▶ [Aim of the exercise] Using the entries below, show all lines with the string "leaf".

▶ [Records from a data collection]
[Start of Attachment]

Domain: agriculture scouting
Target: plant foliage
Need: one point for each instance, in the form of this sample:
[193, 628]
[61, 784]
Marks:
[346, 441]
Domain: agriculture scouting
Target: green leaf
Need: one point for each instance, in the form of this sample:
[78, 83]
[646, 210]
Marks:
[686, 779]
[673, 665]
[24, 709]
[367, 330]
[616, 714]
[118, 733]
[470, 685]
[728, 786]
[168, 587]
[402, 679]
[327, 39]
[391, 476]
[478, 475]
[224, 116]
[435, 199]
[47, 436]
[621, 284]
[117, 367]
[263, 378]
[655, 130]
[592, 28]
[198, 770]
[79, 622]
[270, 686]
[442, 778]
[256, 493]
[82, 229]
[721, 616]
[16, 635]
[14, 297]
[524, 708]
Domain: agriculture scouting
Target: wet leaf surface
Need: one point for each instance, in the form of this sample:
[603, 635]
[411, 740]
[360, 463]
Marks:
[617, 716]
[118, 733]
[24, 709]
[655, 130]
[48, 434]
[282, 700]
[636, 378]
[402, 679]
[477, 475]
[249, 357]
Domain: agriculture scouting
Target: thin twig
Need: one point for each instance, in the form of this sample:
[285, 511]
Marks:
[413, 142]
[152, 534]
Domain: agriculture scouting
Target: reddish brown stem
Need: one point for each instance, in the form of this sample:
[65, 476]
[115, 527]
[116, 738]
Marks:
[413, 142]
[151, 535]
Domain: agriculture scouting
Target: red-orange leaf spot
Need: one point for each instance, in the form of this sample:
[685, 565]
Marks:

[End of Attachment]

▶ [Output of the exercise]
Target: green leaf
Target: wet leaf surface
Target: red-orange leaf spot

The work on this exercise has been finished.